WHAT YOU HAVE TO DO: Return, word for word, the portion of the medical marijuana ruling article below that runs from "But citing a" up to and including "for the majority.".

QUOTED PASSAGE:
Monson and Raich are both medical marijuana users. Monson uses it for chronic back pain, while Raich uses it to treat a staggering array of illnesses and conditions, including a life-threatening brain tumor. Monson grew her own until she was raided in 2002 and her supply was seized by federal DEA agents ? over the objection of California police officers. Raich was too ill to grow her own and relied on two anonymous caregivers to provide her supply. The pair sued the Justice Department for relief, seeking an injunction in the hopes that they could take their medicine without fear of arrest or prosecution.

The 6-3 decision saw an unusual split in the court, with conservative Justices Antonin Scalia and Anthony Kennedy, who in previous cases involving gun control and violence against women had come down against a sweeping interpretation of the commerce clause and in favor of states' rights, this time coming down on the other side of the issue. Scalia and Kennedy joined "liberal bloc" Justices Ruth Bader Ginsburg, Stephen Breyer, David Souter, and John Paul Stevens in the majority, while Chief Justice William Rehnquist was joined in the dissent by Justices Sandra Day O'Connor and Clarence Thomas.

It is worth pointing out that although the Supreme Court claimed federal jurisdiction under the interstate commerce clause, the marijuana in question was homegrown, not sold or purchased, and never left the state of California. In other words, as the English language is commonly understood, it was neither interstate nor commerce.

But citing a 1942 Supreme Court case where the court held that a farmer who grew wheat for his family's use affected interstate wheat markets, the court Monday held patients growing their own marijuana affected the interstate marijuana market. When thus defined as affecting interstate commerce, the noncommercial, intrastate use of medical marijuana can be constitutionally regulated by federal law, in this case the Controlled Substances Act, the majority held.

In both the wheat case and Monday's case, "the regulation is squarely within Congress's commerce power because production of the commodity meant for consumption, be it wheat or marijuana, has a substantial effect on supply and demand in the national market for that commodity," Justice Stevens wrote for the majority.

And with Congress thus having the power to regulate in-state, non-commercial medical marijuana, it is free to use the drug laws to do so. "The Controlled Substances Act is a valid exercise of federal power, even as applied to the troubling facts of this case," Stevens wrote. Even though the decision was made difficult by Raich and Monson's "strong arguments they will suffer irreparable harm" if denied medical marijuana, "well-settled law controls our answer."

"To be sure," he added in a footnote, "the wheat market is a lawful market that Congress sought to protect and stabilize, whereas the marijuana market is an unlawful market that Congress sought to eradicate. The difference, however, is of no constitutional import."

While Stevens and the majority ruled against Raich and Monson, they expressed a measure of sympathy for medical marijuana. There were other legal options for patients, Stevens wrote, "but perhaps even more important than these legal avenues is the democratic process, in which the voices of voters allied with these respondents may one day be heard in the halls of Congress."

In her dissent, joined in most points by Chief Justice Rehnquist and Justice Thomas, Justice O'Connor wrote that the federal government was attempting to usurp powers that should be reserved for the states. "The states' core police powers have always included authority to define criminal law and to protect the health, safety and welfare of their citizens," Justice O'Connor wrote. The court should have deferred to California's judgment in the matter, she added, noting that the state "has come to its own conclusion about the difficult and sensitive question of whether marijuana should be available to relieve severe pain and suffering."

Writing a separate dissent, Justice Thomas warned that the court was stretching the reach of the commerce clause too far. Noting that Raich and Monson's medical marijuana never reached the market and had no "demonstrable" effect on it, he wrote: "If Congress can regulate this under the Commerce Clause, then it can regulate virtually anything," including "quilting bees, clothes drives and potluck suppers."

DATA FOR REVIEW:
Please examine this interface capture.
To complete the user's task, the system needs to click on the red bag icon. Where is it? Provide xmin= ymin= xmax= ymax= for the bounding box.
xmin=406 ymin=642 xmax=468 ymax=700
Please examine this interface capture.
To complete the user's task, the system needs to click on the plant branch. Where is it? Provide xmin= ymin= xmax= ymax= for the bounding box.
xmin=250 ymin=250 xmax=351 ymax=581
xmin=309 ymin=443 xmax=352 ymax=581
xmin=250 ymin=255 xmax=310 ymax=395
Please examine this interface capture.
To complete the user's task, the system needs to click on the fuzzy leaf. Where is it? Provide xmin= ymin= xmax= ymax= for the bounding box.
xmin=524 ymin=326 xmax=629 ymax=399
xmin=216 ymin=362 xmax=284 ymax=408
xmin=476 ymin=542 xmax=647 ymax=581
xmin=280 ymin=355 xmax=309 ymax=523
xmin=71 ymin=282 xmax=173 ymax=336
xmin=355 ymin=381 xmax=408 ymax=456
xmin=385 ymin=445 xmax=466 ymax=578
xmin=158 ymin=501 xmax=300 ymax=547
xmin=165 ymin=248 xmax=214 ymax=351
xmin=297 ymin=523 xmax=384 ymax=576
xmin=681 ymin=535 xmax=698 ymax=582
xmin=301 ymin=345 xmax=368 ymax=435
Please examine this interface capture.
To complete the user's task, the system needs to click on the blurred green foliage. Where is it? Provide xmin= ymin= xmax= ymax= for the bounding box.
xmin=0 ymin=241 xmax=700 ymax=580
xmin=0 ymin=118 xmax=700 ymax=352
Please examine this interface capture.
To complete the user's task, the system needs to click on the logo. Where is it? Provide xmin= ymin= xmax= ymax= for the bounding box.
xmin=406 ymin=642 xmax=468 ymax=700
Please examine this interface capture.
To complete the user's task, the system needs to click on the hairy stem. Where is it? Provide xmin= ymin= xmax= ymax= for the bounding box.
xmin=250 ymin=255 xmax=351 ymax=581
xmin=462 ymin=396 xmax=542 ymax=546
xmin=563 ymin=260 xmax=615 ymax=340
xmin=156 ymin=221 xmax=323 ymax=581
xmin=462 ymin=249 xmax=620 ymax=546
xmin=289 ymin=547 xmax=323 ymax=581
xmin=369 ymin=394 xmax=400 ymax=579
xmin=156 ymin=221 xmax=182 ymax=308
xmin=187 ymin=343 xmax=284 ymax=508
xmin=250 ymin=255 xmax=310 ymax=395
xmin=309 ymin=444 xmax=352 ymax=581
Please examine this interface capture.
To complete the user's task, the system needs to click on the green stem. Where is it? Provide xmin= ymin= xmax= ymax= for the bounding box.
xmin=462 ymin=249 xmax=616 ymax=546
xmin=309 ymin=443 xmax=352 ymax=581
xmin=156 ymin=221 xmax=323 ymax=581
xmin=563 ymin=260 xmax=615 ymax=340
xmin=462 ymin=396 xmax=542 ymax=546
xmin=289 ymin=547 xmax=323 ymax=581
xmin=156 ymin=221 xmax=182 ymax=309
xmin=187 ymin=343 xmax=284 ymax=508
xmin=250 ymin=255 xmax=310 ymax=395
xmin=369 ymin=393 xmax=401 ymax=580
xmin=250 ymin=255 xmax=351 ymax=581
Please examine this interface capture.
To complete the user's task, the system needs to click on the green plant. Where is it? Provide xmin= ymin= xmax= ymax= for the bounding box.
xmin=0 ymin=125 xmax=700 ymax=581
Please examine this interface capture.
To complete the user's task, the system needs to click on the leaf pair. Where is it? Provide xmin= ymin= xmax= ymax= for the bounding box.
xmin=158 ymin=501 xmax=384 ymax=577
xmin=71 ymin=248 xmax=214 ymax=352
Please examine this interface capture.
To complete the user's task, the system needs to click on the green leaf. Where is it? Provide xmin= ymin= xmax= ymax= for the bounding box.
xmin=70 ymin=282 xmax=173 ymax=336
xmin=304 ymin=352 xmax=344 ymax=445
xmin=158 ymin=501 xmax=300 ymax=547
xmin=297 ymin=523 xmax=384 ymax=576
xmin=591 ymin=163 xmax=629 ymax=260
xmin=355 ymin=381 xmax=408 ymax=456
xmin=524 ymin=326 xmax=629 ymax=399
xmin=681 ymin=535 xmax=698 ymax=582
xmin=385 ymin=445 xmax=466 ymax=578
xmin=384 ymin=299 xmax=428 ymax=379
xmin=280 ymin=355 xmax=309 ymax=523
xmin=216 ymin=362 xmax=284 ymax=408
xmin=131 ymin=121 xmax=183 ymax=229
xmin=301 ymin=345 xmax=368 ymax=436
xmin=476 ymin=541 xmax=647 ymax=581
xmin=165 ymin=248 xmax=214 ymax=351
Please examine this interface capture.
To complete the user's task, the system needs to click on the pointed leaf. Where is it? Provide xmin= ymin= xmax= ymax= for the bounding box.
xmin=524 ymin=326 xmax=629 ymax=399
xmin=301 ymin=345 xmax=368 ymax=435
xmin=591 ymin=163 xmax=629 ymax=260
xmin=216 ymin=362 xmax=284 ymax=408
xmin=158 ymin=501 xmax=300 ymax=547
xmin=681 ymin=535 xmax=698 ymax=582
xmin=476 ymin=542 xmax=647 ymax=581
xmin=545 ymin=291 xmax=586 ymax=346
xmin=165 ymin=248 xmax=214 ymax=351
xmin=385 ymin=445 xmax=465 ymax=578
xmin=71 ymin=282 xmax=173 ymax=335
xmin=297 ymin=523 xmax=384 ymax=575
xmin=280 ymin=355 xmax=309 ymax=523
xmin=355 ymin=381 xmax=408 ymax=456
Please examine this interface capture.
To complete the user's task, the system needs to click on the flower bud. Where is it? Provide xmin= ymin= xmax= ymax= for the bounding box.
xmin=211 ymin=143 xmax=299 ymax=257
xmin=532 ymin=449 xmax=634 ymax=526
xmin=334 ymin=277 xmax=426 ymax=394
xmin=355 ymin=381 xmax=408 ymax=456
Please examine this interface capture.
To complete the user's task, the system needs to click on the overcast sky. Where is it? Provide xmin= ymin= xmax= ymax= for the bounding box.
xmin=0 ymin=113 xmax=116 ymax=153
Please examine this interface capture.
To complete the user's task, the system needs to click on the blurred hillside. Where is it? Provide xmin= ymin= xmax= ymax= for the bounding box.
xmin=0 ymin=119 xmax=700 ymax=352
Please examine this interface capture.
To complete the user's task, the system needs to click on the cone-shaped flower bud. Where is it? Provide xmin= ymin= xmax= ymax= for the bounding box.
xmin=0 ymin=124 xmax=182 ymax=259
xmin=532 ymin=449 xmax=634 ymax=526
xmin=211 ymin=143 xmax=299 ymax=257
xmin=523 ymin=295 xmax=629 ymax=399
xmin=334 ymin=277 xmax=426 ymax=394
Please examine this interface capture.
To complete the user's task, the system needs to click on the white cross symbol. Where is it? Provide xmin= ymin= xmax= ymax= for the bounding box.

RESPONSE BELOW:
But citing a 1942 Supreme Court case where the court held that a farmer who grew wheat for his family's use affected interstate wheat markets, the court Monday held patients growing their own marijuana affected the interstate marijuana market. When thus defined as affecting interstate commerce, the noncommercial, intrastate use of medical marijuana can be constitutionally regulated by federal law, in this case the Controlled Substances Act, the majority held.

In both the wheat case and Monday's case, "the regulation is squarely within Congress's commerce power because production of the commodity meant for consumption, be it wheat or marijuana, has a substantial effect on supply and demand in the national market for that commodity," Justice Stevens wrote for the majority.